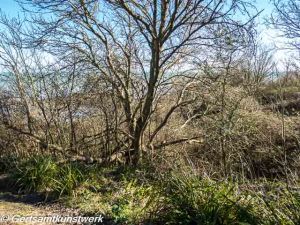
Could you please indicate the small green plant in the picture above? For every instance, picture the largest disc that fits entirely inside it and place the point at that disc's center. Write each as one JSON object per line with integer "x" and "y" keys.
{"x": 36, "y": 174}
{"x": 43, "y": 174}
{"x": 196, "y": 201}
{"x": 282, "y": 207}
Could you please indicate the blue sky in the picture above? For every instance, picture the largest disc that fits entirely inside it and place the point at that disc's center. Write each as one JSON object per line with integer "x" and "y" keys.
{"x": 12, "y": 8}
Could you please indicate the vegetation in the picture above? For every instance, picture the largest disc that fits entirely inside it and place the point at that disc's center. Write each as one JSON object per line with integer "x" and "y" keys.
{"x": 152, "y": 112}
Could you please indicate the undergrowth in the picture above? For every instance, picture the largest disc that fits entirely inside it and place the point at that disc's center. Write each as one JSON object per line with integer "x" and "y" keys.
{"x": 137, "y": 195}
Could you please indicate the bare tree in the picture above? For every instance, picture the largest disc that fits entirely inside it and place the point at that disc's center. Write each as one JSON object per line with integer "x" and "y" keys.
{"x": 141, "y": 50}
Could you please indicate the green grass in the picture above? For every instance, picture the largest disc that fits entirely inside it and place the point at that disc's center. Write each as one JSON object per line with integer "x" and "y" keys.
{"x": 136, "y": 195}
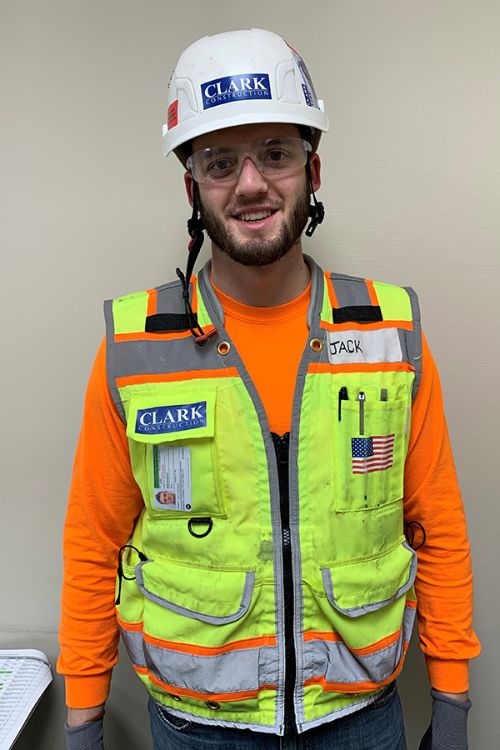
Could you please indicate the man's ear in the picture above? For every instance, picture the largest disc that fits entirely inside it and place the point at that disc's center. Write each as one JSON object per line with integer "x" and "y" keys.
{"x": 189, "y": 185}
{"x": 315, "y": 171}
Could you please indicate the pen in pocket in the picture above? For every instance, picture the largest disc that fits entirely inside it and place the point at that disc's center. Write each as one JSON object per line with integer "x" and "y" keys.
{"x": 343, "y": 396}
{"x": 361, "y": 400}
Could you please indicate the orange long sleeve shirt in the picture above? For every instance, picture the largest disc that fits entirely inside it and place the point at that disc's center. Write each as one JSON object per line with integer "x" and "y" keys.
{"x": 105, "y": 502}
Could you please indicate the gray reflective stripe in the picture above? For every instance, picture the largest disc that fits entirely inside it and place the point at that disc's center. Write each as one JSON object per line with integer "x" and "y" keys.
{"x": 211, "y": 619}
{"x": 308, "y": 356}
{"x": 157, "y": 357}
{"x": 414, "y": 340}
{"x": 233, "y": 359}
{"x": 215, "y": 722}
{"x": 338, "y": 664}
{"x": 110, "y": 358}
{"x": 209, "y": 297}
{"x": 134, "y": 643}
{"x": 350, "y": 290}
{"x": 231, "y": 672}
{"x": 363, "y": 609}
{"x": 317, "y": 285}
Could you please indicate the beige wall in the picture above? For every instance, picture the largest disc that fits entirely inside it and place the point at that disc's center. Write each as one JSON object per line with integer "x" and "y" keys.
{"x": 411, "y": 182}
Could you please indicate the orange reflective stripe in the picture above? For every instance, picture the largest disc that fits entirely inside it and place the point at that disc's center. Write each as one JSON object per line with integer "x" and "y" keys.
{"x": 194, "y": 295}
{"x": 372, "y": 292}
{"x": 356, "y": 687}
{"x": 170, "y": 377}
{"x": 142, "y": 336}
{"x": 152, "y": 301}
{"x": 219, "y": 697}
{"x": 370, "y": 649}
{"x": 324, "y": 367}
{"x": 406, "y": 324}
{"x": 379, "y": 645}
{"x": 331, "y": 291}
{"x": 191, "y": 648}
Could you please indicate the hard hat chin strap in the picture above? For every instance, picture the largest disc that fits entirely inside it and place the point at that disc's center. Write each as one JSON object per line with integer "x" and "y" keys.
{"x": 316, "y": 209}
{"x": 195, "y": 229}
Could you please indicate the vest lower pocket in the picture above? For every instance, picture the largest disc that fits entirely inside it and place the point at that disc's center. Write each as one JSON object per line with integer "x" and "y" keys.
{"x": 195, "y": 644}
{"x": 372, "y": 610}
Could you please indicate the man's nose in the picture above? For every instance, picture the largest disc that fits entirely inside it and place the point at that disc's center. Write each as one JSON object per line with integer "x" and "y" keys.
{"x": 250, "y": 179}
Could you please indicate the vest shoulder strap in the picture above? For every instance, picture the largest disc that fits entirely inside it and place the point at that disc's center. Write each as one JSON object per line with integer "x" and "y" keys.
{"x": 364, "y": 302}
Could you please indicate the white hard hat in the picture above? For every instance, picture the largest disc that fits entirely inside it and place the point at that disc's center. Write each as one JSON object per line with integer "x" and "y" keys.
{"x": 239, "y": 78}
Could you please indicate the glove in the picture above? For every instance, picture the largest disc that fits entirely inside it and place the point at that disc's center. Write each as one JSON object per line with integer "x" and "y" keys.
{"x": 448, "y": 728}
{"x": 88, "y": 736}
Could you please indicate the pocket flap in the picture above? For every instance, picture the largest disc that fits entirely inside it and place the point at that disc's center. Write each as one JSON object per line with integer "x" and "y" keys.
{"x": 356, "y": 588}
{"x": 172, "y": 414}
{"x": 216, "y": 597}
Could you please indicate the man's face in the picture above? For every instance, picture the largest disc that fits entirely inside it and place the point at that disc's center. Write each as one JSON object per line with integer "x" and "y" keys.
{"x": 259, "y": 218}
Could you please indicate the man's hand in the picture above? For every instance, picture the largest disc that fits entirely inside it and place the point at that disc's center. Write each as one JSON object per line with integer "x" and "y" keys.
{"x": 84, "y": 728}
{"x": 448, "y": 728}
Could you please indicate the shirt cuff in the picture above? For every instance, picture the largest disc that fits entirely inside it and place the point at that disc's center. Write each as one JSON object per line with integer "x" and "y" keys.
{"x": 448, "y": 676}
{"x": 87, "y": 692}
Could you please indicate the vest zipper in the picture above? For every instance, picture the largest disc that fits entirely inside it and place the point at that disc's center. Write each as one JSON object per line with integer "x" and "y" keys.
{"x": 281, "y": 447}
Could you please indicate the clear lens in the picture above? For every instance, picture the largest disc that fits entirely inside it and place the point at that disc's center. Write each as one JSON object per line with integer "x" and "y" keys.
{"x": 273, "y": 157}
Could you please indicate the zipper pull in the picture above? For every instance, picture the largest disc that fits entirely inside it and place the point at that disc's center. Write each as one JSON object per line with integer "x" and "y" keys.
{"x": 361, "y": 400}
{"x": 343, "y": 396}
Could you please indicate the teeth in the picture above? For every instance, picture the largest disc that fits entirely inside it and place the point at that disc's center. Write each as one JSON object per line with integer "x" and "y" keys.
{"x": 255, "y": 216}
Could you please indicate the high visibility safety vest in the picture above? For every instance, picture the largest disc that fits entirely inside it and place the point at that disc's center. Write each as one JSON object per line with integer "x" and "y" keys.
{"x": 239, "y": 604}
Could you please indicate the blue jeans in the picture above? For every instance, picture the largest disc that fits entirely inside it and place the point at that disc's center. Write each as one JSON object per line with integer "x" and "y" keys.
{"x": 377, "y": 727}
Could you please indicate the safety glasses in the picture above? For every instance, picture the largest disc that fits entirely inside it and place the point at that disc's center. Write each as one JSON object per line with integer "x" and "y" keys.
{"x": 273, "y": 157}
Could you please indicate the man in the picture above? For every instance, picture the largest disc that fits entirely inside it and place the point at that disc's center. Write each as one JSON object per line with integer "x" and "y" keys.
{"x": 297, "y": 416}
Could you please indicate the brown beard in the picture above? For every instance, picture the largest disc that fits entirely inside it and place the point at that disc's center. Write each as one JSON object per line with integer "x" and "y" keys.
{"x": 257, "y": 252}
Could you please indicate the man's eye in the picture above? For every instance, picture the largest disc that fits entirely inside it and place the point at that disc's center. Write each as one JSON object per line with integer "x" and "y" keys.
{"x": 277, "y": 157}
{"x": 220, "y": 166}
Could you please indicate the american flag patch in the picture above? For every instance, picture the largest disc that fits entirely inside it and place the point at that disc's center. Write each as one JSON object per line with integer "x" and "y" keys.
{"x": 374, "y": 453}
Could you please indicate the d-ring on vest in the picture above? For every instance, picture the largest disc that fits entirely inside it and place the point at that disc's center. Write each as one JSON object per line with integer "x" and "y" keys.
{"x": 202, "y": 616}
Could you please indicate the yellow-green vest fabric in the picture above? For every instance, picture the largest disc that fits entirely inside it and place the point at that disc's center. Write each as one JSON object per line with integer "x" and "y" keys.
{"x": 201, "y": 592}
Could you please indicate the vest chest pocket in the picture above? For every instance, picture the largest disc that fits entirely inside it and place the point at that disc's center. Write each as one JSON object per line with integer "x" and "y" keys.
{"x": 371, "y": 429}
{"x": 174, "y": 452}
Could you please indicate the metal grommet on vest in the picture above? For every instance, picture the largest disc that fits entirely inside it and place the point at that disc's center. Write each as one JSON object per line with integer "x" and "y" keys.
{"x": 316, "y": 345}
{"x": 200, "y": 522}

---

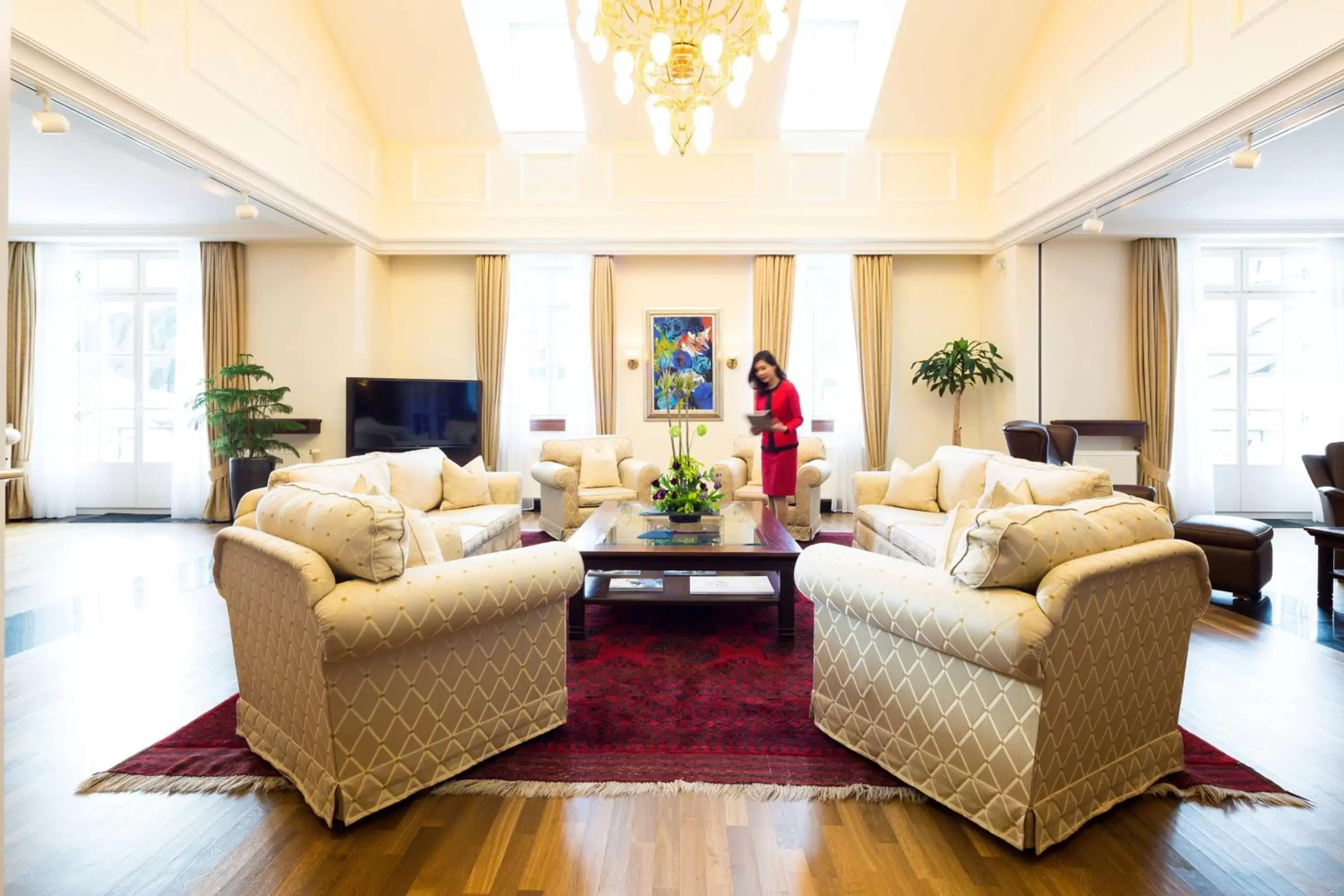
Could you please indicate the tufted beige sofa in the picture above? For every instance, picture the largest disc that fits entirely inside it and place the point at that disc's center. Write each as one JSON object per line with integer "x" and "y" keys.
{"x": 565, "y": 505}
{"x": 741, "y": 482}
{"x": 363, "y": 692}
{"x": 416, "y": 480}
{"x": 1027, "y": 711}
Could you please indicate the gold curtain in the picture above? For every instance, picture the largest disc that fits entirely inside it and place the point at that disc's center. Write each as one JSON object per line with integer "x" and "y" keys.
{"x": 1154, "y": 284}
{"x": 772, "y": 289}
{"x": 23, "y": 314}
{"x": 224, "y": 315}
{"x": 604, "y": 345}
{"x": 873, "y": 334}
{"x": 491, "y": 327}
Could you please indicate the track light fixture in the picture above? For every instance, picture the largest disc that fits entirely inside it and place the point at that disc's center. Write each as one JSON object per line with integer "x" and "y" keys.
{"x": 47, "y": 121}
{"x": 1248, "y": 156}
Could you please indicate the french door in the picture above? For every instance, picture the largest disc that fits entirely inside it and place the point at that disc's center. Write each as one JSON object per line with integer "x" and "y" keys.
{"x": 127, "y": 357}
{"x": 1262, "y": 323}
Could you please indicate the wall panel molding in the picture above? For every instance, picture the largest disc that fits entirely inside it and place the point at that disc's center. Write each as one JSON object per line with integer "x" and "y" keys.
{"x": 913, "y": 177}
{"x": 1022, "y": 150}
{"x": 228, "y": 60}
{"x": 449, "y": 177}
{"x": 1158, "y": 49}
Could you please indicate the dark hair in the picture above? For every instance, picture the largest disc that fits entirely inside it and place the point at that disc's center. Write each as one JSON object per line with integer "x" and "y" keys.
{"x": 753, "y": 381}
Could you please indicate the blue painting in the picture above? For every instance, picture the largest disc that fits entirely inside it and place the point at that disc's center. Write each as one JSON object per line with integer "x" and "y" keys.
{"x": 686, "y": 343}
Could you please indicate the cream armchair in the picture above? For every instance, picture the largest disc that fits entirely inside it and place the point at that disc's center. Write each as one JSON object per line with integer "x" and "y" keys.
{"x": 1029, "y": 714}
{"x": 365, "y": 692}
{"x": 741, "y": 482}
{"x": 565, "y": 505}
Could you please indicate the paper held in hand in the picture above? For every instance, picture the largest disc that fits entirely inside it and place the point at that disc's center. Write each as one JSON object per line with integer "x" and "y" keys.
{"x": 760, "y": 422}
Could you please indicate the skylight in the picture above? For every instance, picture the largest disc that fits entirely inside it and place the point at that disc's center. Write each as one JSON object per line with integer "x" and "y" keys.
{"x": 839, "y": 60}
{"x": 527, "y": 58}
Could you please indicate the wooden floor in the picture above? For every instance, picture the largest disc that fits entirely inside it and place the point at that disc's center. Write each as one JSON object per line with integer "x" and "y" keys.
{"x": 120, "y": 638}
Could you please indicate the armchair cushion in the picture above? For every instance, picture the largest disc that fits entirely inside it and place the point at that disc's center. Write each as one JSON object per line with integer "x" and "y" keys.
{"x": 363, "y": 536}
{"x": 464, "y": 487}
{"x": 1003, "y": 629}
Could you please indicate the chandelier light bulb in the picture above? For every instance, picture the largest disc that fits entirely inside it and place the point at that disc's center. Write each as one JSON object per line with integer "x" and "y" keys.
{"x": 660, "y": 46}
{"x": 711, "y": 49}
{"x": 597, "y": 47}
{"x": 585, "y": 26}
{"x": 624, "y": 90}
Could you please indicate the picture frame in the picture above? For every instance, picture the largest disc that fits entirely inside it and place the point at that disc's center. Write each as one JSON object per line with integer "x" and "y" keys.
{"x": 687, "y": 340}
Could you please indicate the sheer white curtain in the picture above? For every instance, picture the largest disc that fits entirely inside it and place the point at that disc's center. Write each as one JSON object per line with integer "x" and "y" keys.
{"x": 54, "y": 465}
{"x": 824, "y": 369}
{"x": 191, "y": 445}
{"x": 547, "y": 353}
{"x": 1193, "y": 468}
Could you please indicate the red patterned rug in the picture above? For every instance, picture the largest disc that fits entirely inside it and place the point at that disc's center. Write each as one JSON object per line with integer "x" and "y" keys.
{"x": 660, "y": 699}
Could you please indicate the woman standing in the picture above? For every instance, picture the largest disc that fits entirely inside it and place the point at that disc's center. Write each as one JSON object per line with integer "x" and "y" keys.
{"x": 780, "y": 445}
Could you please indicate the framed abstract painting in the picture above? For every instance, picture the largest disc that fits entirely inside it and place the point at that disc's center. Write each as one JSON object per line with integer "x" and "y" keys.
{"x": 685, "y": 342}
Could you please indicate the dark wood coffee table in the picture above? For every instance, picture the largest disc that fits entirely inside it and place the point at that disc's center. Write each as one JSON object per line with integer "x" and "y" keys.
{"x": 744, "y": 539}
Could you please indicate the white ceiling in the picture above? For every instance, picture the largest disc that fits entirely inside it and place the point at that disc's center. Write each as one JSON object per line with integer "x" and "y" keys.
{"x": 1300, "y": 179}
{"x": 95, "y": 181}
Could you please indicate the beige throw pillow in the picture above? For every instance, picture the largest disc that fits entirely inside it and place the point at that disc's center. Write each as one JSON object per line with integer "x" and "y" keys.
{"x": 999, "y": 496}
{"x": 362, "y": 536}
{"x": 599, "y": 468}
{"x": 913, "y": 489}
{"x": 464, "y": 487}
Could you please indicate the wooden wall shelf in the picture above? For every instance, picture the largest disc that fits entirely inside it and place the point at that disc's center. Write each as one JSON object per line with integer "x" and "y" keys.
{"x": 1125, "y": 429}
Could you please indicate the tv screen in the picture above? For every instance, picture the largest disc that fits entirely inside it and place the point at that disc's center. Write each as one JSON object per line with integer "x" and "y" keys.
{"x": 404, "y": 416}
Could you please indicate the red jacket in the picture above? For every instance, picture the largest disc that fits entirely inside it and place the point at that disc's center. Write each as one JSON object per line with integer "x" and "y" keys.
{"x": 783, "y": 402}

_REQUEST_
Please state how many of the lines above contain the word "green". Give only the number.

_RESULT OF THIS EXERCISE_
3